◆ Your task ◆
List every percentage figure in the Parkway Life REIT earnings report, in the order they appear.

◆ Document excerpt ◆
━━━━

SINGAPORE (July 25): Parkway Trust Management, as manager of Parkway Life Real Estate Investment Trust, has declared a DPU of 3.32 cents for 2Q17, representing a 10.3% increase over the DPU of 3.01 cents in 2Q16.
This was supported divestment gains of $5.39 million from the asset recycling exercise completed in February, which are being distributed equally over the four quarters of the FY17 ended Dec.
But excluding contribution from the distribution of these gains, distributable income from operations grew by 2.9% in 2Q17 to $18.7 million.
Gross revenue for 2Q17 and 1H17 ended at $27.7 million and $54.6 million, remaining largely consistent with a growth of 1.1% and 0.7% for 2Q 2017 and 1H17, respectively.

━━━━

◆ Excerpts from a dataset ◆
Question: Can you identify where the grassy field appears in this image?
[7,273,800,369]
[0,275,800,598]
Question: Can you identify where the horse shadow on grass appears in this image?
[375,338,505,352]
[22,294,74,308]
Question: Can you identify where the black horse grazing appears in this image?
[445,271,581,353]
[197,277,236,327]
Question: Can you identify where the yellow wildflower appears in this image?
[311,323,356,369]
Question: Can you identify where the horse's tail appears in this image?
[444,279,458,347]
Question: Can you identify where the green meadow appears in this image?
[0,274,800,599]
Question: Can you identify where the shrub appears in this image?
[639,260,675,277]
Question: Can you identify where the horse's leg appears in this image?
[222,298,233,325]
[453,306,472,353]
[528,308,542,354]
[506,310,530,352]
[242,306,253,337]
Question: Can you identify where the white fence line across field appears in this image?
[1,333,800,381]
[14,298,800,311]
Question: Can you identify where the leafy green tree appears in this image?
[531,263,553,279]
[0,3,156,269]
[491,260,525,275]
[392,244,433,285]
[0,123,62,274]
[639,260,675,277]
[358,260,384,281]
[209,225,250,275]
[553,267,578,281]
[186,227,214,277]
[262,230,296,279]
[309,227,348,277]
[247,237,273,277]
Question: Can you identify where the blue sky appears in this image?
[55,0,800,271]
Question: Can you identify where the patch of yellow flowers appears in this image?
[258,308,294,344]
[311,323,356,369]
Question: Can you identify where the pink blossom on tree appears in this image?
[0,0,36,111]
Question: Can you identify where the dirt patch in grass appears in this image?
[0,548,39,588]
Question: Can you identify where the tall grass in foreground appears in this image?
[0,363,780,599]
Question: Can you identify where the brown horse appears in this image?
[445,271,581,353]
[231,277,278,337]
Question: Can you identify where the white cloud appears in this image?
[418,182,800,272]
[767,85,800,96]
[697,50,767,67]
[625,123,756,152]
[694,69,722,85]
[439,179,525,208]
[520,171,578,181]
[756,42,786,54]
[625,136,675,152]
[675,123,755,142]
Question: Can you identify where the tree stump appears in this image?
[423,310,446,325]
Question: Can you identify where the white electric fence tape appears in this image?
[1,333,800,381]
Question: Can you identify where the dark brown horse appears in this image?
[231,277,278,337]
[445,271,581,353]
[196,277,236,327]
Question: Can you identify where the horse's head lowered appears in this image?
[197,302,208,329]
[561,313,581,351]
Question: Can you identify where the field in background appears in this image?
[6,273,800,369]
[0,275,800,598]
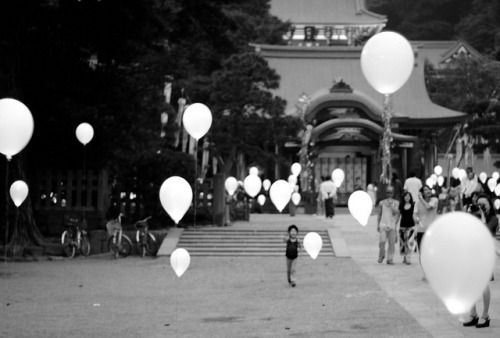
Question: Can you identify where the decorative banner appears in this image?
[257,195,266,206]
[479,171,488,184]
[248,167,259,175]
[262,178,271,191]
[361,31,415,94]
[10,180,29,207]
[332,168,345,188]
[421,211,495,315]
[170,248,191,277]
[269,180,292,212]
[292,162,302,176]
[347,190,373,226]
[304,232,323,259]
[160,176,193,224]
[182,103,212,141]
[243,175,262,198]
[0,99,35,160]
[292,192,302,205]
[434,165,443,176]
[224,176,238,196]
[76,122,94,145]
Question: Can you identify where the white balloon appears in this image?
[160,176,193,224]
[438,175,444,187]
[292,192,302,205]
[243,175,262,198]
[292,162,302,176]
[486,177,497,192]
[434,165,443,176]
[269,180,292,212]
[332,168,345,188]
[76,122,94,145]
[479,171,488,184]
[421,211,495,315]
[170,248,191,277]
[347,190,373,226]
[361,32,415,94]
[262,178,271,191]
[9,180,29,207]
[224,176,238,196]
[257,195,266,206]
[182,103,212,140]
[0,99,35,160]
[304,232,323,259]
[248,167,259,175]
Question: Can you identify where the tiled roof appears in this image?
[271,0,387,25]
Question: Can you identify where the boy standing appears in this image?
[283,224,300,287]
[377,186,399,265]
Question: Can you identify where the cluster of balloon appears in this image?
[304,232,323,259]
[76,122,94,146]
[9,180,28,207]
[243,175,262,198]
[182,103,212,141]
[421,212,495,315]
[361,31,415,95]
[224,176,238,196]
[257,195,266,206]
[160,176,193,225]
[291,162,302,177]
[269,180,292,212]
[170,248,191,277]
[0,98,35,161]
[332,168,345,188]
[347,190,373,226]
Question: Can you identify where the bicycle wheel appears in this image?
[80,234,90,257]
[61,230,76,258]
[144,232,157,256]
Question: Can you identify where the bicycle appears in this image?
[61,217,90,258]
[108,228,132,258]
[135,216,156,257]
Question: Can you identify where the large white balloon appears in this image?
[292,192,302,205]
[160,176,193,224]
[262,178,271,191]
[170,248,191,277]
[9,180,28,207]
[0,99,35,160]
[332,168,345,188]
[76,122,94,145]
[243,175,262,198]
[182,103,212,140]
[257,195,266,206]
[304,232,323,259]
[421,212,495,315]
[361,32,415,94]
[347,190,373,226]
[292,162,302,176]
[224,176,238,196]
[269,180,292,212]
[479,171,488,184]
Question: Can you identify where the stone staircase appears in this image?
[177,228,334,256]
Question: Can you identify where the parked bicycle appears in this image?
[135,216,156,257]
[61,217,90,258]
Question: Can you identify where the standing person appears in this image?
[463,194,498,328]
[396,191,416,265]
[403,170,422,203]
[283,224,300,287]
[414,185,439,280]
[377,185,399,265]
[320,179,337,218]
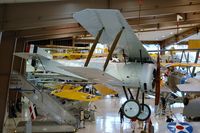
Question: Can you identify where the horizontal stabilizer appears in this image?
[93,84,117,96]
[51,90,101,102]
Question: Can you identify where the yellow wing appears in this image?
[94,84,117,96]
[161,63,200,68]
[51,90,101,102]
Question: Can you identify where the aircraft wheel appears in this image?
[137,104,151,121]
[122,99,140,118]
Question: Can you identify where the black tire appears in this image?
[137,104,151,121]
[183,97,189,106]
[122,99,141,119]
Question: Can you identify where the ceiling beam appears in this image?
[162,25,200,47]
[0,0,200,31]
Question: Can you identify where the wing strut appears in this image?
[84,27,104,67]
[103,27,124,71]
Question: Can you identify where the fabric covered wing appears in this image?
[14,53,84,79]
[73,9,151,61]
[60,67,124,86]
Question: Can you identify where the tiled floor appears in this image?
[3,93,200,133]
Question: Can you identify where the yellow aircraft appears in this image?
[46,84,117,102]
[161,62,200,68]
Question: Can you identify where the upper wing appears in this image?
[73,9,152,61]
[60,67,124,86]
[14,53,83,79]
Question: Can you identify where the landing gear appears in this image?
[122,99,141,119]
[122,87,151,121]
[137,104,151,121]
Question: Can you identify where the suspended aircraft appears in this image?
[60,9,156,120]
[16,9,156,120]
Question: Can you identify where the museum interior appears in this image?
[0,0,200,133]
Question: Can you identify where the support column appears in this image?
[103,27,124,71]
[0,31,17,133]
[155,53,160,113]
[8,38,26,117]
[84,28,104,67]
[160,42,165,55]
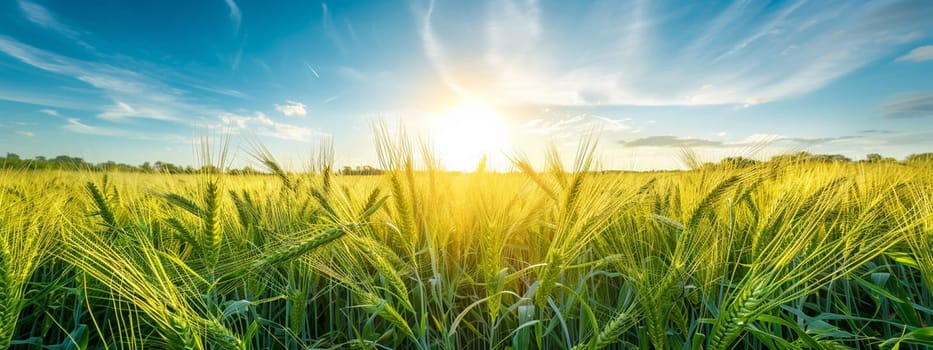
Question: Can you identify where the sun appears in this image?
[431,102,508,171]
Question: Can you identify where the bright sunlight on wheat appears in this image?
[430,102,509,171]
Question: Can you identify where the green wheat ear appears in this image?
[0,242,11,349]
[84,182,117,230]
[253,226,347,268]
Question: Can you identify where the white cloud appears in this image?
[0,35,226,124]
[220,112,322,142]
[275,101,308,117]
[225,0,243,31]
[420,1,933,107]
[305,62,321,79]
[895,45,933,62]
[519,114,632,138]
[39,109,62,117]
[62,118,130,137]
[19,0,78,37]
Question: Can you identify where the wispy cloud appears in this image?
[0,35,224,124]
[419,1,933,107]
[275,101,308,117]
[881,92,933,118]
[19,0,78,37]
[305,62,321,79]
[220,112,324,142]
[519,114,632,139]
[619,134,852,149]
[61,117,194,144]
[39,109,63,118]
[895,45,933,62]
[62,118,131,137]
[321,2,347,53]
[620,136,723,148]
[225,0,243,32]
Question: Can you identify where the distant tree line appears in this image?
[0,152,933,175]
[0,153,381,175]
[703,152,933,169]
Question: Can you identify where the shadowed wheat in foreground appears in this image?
[0,133,933,349]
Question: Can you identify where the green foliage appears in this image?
[0,138,933,349]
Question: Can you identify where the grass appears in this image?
[0,133,933,349]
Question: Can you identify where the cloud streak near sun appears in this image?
[420,0,933,107]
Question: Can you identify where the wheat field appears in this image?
[0,135,933,349]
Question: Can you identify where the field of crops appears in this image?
[0,142,933,349]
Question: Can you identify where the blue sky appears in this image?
[0,0,933,169]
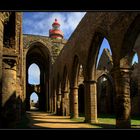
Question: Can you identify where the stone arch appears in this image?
[86,32,113,80]
[85,32,113,123]
[70,55,80,86]
[24,42,50,111]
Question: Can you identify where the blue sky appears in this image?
[23,12,138,100]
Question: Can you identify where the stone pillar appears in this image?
[114,68,131,128]
[53,91,57,113]
[84,81,98,123]
[70,87,79,118]
[2,57,17,128]
[135,45,140,114]
[62,96,65,116]
[0,16,3,128]
[64,91,70,116]
[50,95,53,113]
[57,92,62,116]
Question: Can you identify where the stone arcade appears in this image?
[0,12,140,128]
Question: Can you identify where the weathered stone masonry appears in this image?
[0,12,140,128]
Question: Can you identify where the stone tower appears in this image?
[49,19,64,63]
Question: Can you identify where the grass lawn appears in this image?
[71,114,140,129]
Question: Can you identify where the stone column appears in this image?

━━━━

◆ Exercise answer ◆
10.3%, 2.9%, 1.1%, 0.7%